--- GOAL ---
Count how many lines of the data below contain the string "logo", treating uppercase and lowercase as different. Reply with the number alone.

-- BEGIN --

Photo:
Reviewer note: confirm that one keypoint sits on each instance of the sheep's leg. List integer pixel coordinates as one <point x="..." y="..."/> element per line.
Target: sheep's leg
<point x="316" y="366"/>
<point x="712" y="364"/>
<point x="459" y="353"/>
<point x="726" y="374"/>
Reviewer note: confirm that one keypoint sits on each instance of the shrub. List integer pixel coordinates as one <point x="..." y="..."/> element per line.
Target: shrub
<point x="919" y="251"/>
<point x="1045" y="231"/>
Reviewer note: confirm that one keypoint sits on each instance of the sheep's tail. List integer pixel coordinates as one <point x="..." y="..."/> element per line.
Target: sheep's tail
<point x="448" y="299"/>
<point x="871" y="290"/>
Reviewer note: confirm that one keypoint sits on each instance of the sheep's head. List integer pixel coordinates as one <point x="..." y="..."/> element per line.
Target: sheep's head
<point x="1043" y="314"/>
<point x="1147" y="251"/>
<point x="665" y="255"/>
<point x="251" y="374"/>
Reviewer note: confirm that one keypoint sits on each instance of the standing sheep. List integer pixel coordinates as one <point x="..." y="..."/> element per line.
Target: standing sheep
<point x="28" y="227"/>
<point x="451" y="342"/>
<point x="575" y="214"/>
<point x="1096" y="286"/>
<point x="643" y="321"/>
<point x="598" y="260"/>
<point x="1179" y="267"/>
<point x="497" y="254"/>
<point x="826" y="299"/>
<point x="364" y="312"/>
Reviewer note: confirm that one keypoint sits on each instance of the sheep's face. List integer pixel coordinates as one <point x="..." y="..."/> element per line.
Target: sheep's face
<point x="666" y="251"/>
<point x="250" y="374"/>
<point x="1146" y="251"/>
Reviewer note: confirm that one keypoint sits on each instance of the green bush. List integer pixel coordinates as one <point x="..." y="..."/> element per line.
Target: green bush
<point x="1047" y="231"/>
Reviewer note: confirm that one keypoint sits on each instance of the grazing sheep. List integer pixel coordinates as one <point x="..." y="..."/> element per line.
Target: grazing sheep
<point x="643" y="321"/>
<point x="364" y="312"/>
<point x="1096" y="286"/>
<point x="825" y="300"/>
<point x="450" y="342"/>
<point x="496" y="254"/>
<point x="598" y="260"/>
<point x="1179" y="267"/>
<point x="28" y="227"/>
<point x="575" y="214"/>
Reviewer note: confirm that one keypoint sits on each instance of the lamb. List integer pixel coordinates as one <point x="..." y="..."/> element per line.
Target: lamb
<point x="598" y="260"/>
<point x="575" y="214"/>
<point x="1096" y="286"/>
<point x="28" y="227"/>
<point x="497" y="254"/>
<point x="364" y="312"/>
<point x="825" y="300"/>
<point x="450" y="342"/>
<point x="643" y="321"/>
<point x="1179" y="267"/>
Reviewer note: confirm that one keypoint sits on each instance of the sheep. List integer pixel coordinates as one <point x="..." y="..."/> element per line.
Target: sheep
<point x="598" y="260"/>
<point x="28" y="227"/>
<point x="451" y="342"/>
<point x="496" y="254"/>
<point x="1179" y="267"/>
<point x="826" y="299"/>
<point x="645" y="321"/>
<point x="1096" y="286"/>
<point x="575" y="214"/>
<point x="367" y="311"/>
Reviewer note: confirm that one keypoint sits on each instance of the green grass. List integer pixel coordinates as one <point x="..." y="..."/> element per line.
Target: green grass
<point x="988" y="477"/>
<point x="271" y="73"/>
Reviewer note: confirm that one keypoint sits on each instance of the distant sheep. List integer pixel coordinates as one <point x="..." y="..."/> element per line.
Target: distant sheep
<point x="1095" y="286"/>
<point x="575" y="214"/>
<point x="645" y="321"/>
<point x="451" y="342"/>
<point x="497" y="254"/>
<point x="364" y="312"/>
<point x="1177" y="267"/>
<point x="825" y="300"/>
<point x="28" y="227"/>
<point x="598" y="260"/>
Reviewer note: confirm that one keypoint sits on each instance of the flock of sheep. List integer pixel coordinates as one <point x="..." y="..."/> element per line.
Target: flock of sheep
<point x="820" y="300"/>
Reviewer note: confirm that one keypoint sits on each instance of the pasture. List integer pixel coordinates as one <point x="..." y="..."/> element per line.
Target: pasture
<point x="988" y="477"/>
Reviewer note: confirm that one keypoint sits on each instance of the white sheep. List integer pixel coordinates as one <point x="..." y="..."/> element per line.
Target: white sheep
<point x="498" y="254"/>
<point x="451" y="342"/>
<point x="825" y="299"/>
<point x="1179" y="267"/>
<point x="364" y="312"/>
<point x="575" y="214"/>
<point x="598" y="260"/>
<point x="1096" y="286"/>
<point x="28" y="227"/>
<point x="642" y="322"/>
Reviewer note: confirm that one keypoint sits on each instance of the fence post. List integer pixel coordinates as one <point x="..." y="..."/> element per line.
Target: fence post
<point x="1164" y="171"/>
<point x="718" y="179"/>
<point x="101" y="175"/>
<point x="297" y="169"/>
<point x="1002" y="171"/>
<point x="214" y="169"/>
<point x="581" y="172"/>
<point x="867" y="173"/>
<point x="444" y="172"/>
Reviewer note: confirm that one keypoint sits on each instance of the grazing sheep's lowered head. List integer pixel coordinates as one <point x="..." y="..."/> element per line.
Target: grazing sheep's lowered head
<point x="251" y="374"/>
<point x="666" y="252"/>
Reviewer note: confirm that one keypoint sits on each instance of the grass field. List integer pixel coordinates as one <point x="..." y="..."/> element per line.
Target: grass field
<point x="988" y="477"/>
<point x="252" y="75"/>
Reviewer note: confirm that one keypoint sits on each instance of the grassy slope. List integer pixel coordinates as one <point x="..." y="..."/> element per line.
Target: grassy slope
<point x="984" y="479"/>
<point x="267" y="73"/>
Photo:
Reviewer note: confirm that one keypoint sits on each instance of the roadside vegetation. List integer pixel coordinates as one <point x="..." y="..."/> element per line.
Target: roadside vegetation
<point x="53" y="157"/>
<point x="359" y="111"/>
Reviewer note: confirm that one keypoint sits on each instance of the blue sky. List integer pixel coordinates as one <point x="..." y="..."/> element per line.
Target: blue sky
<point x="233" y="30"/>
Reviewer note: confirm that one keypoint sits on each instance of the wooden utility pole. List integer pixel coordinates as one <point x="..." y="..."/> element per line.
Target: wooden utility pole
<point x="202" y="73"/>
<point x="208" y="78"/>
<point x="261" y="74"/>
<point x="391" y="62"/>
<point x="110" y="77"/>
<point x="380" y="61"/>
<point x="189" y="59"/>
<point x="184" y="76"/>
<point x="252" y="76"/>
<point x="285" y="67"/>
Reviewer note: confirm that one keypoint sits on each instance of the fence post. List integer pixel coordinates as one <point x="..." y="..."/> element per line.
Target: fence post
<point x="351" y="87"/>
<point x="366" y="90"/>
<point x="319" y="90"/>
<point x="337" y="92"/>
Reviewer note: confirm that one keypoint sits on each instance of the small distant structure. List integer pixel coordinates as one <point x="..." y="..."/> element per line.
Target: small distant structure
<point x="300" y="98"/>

-- END --
-- BEGIN --

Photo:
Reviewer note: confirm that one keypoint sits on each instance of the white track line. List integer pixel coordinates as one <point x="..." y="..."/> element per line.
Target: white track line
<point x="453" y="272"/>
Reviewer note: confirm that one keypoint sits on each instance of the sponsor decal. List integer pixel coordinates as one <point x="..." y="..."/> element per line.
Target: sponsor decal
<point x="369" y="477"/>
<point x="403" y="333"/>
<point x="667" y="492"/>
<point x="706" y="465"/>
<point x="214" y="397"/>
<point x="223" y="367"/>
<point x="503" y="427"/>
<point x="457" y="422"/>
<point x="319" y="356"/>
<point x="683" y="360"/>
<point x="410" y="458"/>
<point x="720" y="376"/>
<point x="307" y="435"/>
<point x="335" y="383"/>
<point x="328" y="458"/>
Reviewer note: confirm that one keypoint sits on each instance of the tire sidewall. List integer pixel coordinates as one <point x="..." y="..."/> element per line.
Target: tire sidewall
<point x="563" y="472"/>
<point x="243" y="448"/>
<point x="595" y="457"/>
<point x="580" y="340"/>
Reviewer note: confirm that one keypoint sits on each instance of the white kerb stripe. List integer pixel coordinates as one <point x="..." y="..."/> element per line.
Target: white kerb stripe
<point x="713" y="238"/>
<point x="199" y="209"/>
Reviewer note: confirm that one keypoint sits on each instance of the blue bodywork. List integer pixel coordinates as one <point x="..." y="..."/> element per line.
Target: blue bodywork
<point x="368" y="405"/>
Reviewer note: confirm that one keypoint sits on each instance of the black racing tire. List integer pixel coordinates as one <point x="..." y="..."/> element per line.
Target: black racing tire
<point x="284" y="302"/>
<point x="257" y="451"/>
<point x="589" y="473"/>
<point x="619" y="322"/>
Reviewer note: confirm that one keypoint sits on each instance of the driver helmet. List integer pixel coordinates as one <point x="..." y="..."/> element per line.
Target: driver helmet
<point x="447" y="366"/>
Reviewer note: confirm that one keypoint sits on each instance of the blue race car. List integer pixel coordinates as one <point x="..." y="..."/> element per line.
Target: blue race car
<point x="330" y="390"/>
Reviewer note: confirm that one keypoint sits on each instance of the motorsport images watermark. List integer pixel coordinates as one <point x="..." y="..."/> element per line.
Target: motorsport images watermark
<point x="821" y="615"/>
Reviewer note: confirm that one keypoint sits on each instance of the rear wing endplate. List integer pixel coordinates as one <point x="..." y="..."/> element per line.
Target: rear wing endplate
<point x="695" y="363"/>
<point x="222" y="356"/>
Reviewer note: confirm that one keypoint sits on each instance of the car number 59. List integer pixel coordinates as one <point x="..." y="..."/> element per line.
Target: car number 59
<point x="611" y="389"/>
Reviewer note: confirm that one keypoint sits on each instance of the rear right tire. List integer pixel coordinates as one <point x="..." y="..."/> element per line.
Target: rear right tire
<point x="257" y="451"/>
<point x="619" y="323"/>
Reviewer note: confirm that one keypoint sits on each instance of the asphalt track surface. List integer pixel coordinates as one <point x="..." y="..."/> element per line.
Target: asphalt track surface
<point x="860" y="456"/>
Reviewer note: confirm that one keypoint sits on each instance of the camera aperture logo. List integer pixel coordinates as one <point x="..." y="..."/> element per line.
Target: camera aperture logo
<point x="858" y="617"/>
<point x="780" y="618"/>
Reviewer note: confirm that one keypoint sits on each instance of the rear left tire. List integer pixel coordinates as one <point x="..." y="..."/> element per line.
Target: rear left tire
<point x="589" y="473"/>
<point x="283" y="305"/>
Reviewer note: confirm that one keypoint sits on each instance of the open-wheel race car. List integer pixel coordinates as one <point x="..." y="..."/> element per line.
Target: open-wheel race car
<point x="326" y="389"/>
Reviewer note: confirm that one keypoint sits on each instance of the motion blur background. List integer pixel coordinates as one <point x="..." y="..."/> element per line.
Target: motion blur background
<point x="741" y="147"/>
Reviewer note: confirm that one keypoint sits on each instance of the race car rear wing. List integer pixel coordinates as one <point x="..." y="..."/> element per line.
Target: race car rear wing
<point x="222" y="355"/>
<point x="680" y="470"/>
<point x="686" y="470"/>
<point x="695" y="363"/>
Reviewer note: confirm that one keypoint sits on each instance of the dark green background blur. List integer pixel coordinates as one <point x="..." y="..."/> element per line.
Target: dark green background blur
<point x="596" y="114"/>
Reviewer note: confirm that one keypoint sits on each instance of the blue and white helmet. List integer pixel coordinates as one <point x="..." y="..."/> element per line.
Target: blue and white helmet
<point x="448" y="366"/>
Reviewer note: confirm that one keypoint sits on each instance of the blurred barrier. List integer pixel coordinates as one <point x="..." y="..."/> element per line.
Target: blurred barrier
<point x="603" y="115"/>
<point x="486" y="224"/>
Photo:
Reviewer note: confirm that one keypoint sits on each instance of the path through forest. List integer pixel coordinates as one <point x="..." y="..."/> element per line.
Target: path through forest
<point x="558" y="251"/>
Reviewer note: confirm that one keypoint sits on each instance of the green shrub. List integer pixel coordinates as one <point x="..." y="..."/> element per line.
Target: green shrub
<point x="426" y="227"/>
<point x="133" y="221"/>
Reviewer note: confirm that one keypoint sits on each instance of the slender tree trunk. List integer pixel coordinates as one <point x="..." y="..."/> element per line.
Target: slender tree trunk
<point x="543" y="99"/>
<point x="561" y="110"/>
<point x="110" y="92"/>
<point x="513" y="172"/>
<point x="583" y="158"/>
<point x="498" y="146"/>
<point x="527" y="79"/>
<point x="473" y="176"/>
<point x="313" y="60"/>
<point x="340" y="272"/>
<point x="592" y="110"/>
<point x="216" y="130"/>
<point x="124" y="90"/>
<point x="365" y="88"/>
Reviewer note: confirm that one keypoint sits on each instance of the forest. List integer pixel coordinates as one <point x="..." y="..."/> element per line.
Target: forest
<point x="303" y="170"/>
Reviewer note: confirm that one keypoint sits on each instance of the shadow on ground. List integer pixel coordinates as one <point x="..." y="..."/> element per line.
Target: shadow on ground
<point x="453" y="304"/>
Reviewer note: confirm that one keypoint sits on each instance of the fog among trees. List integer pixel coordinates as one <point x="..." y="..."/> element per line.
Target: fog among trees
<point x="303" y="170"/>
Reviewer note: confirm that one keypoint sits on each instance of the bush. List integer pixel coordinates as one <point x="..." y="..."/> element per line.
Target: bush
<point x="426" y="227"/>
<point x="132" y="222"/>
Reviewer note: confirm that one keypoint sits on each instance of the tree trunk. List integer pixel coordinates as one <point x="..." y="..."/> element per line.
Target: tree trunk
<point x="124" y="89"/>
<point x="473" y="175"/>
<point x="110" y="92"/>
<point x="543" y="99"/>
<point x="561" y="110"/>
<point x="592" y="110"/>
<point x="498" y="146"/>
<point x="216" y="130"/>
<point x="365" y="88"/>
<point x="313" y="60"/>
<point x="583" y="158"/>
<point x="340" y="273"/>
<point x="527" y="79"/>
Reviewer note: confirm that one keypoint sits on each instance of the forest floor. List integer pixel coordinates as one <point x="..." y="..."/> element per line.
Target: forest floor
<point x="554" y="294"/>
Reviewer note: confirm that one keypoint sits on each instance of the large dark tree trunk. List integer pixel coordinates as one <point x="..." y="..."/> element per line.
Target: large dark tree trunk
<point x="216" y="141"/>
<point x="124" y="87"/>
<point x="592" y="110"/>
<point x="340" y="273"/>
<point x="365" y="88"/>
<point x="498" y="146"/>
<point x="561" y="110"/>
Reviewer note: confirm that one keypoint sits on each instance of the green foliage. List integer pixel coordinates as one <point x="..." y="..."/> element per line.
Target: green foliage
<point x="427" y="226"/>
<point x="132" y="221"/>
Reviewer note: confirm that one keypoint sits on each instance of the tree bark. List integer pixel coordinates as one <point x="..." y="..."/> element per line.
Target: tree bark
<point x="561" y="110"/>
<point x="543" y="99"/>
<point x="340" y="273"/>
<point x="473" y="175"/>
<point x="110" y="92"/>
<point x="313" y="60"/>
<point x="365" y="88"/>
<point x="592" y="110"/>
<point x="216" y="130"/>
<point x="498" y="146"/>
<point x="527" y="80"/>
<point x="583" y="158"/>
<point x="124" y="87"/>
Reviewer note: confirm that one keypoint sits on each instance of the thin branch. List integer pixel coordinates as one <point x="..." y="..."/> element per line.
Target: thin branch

-- END --
-- BEGIN --

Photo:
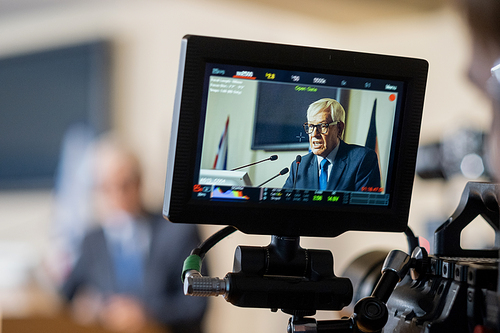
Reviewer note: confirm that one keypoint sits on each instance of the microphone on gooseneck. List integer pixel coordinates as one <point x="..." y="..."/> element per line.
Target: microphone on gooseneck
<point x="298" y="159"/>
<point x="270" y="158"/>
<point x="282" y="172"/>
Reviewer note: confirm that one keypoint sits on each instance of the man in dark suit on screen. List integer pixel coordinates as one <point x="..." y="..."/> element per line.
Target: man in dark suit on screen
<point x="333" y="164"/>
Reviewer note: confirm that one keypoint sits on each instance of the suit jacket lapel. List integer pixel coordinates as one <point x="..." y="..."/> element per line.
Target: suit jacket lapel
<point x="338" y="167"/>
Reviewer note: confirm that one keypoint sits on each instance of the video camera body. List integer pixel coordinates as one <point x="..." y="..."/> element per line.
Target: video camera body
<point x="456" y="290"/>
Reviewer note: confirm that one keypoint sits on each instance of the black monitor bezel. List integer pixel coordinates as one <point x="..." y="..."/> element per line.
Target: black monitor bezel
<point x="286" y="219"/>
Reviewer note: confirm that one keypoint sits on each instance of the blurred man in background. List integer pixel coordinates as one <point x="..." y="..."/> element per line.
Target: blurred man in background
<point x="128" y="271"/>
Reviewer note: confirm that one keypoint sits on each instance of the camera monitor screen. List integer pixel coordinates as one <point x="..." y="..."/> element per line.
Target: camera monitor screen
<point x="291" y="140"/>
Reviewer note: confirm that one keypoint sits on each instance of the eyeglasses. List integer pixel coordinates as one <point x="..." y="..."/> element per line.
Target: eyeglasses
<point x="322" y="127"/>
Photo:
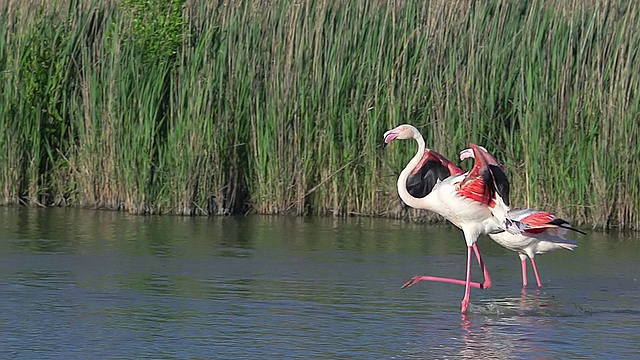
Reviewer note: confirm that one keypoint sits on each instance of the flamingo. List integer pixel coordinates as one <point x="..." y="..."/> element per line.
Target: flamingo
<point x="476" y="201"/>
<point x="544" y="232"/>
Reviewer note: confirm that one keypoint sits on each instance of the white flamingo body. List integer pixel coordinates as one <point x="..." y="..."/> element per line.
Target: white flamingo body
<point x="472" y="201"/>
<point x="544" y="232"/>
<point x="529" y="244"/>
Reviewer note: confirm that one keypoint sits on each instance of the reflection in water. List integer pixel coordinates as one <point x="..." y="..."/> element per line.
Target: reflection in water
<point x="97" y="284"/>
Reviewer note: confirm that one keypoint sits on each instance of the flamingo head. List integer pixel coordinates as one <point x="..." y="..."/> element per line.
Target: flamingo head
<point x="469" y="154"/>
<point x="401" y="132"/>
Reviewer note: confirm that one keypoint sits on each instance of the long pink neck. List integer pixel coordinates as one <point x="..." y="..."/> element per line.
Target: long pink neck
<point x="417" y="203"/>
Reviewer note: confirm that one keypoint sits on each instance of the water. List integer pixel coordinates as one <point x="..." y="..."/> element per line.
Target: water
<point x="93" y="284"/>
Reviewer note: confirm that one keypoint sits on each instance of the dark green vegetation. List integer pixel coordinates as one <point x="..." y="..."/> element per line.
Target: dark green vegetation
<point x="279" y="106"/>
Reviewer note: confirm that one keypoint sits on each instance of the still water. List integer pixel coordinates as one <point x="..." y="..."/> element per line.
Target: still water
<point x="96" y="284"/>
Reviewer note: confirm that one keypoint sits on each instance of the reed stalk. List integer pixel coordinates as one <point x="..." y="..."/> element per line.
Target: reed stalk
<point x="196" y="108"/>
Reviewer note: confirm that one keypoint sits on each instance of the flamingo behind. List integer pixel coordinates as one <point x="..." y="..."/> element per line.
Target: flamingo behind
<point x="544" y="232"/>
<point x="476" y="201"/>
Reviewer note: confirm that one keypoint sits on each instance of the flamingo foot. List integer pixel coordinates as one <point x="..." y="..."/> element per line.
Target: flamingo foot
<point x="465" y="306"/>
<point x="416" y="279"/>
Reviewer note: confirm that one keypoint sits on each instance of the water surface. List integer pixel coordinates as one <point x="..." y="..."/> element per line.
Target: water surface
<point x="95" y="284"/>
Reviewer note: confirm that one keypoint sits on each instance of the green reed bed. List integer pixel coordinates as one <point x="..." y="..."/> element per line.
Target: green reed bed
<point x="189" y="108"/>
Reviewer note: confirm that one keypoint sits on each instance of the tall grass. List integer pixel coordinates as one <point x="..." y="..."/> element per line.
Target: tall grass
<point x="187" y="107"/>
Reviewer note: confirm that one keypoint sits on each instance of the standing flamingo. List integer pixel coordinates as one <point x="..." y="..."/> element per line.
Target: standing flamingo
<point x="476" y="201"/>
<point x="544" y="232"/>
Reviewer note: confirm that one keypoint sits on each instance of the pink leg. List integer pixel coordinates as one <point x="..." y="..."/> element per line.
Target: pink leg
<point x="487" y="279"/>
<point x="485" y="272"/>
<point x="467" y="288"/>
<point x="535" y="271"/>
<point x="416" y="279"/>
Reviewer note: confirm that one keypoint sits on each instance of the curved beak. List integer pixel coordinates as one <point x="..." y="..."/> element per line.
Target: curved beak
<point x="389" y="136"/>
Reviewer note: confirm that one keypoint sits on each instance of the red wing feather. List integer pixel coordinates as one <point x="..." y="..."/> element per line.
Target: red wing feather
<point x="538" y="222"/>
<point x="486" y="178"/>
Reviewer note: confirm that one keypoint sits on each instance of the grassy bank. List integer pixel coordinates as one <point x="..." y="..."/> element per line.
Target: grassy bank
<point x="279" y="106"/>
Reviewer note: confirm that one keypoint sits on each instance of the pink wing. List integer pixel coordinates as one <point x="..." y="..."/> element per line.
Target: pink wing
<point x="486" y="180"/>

-- END --

--- FULL ANSWER ---
2